**TASK BRIEF:**
Look for the word "TARGET" in the entries and copy each line where it appears.

(Dataset entries)
━━━

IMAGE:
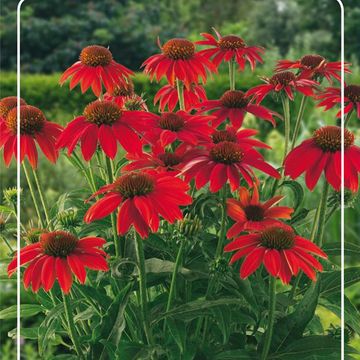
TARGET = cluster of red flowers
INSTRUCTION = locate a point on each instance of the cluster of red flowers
(184, 145)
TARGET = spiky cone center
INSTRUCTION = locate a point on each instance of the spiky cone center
(32, 236)
(234, 99)
(171, 121)
(328, 138)
(231, 42)
(9, 103)
(226, 153)
(124, 89)
(277, 238)
(283, 78)
(223, 135)
(352, 92)
(134, 184)
(179, 49)
(58, 243)
(254, 212)
(170, 159)
(32, 120)
(95, 55)
(102, 112)
(311, 61)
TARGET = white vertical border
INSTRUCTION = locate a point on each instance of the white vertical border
(342, 215)
(18, 164)
(18, 278)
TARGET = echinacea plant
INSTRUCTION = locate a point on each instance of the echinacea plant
(137, 264)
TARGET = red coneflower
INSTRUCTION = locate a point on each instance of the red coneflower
(96, 68)
(226, 48)
(58, 255)
(332, 96)
(104, 123)
(282, 252)
(239, 136)
(178, 60)
(34, 128)
(225, 161)
(314, 66)
(250, 214)
(323, 153)
(234, 104)
(285, 81)
(158, 159)
(141, 197)
(167, 96)
(181, 125)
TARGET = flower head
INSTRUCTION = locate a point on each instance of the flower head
(222, 162)
(59, 255)
(322, 153)
(230, 47)
(104, 123)
(234, 104)
(314, 66)
(168, 97)
(280, 249)
(250, 214)
(178, 61)
(283, 82)
(34, 128)
(141, 198)
(181, 126)
(158, 159)
(96, 68)
(331, 97)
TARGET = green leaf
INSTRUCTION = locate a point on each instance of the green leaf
(165, 268)
(313, 348)
(297, 191)
(26, 333)
(292, 326)
(26, 310)
(331, 280)
(238, 354)
(334, 249)
(178, 332)
(352, 315)
(202, 307)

━━━

**YOUR RESPONSE:**
TARGET = cluster of red flowers
TARGET = spiky cone center
TARGET = white vertical border
TARGET = echinacea plant
TARGET = red coneflower
TARGET = flower head
TARGET = green leaf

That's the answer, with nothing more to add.